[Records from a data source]
——————————

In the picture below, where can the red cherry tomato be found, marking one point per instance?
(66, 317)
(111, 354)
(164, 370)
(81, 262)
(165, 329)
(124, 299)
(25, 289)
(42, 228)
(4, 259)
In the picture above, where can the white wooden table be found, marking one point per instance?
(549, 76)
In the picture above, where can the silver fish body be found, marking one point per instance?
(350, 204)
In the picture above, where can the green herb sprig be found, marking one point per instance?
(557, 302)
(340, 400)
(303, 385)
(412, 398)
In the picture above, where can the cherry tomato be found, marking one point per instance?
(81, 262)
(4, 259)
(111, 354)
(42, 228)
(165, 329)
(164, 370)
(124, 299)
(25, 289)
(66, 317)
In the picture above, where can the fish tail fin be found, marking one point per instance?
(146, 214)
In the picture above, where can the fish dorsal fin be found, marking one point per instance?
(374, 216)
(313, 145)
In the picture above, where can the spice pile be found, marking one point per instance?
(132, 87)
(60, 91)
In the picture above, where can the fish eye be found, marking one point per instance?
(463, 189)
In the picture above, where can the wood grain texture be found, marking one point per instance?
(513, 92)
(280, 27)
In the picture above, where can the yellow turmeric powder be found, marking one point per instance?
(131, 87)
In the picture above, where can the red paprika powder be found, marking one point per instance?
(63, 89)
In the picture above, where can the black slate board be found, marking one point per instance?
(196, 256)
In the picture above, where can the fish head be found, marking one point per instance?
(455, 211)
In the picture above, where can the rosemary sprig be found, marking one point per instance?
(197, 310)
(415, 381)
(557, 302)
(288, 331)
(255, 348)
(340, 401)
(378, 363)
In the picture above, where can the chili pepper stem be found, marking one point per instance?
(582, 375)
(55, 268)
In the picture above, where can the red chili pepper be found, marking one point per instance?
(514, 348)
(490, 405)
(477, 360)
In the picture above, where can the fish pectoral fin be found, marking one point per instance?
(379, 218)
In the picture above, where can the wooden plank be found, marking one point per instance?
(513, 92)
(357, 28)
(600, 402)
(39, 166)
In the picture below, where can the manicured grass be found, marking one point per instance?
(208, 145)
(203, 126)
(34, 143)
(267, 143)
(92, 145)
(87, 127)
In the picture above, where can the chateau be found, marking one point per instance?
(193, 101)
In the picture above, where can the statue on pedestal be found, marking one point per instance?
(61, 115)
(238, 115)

——————————

WORK REQUIRED: Output the entire set of records exactly as shown.

WRITTEN RESPONSE:
In the picture below, where can the red cherry tomato be found, marking one point per instance?
(66, 317)
(111, 354)
(164, 370)
(81, 262)
(165, 329)
(124, 299)
(25, 289)
(42, 228)
(4, 259)
In the picture above, where can the white wooden table be found, marking one point per instance?
(549, 76)
In the picture above, where can the silver fish body be found, marking one point per instance?
(350, 204)
In the picture above, where can the green herb sprig be found, marking one point per instance?
(557, 302)
(340, 400)
(303, 385)
(412, 398)
In the picture above, where can the cherry tomato be found, marking one point per instance?
(81, 262)
(4, 259)
(111, 354)
(42, 228)
(165, 329)
(164, 370)
(124, 299)
(25, 289)
(66, 317)
In the picture above, where can the fish tail fin be found, marking one point per instance?
(146, 214)
In the picture above, where can the fish dorsal fin be found, marking one point per instance?
(374, 216)
(313, 145)
In the picture above, where can the spice pile be found, marking one point per instance?
(132, 87)
(60, 91)
In the picture above, where can the fish eye be found, marking one point per instance?
(463, 189)
In the picture above, where can the wood grain texture be found, marking one point per instance?
(513, 92)
(280, 27)
In the picture above, where can the yellow turmeric powder be found, marking one point per instance?
(131, 87)
In the picture above, where can the red paprika powder be found, marking one point per instance?
(63, 89)
In the picture above, where can the black slate board be found, marking one point per instance?
(196, 256)
In the picture above, where can the fish head be found, marking one point per instance?
(455, 211)
In the picture above, where can the rosemary sprig be found, marking one point per instance?
(197, 310)
(415, 381)
(557, 302)
(288, 331)
(255, 348)
(340, 401)
(378, 363)
In the picture above, where can the chili pepper stem be found, marking one point per instance?
(582, 375)
(55, 268)
In the picture above, where can the red chili pepper be found, marking one point per instance?
(514, 348)
(490, 405)
(477, 360)
In the picture above, where can the fish pectoral fin be found, marking one point per instance?
(379, 218)
In the picture above, where can the wooden plank be found, marking one point per instance?
(513, 92)
(357, 28)
(600, 402)
(39, 166)
In the picture below, where can the manicured grass be found, marking one point per instance?
(208, 145)
(203, 126)
(34, 143)
(267, 143)
(92, 145)
(87, 127)
In the picture above, where can the chateau be found, marking one point per instance?
(193, 101)
In the picture above, where can the statue on pedestal be found, marking one point per instance?
(61, 115)
(238, 115)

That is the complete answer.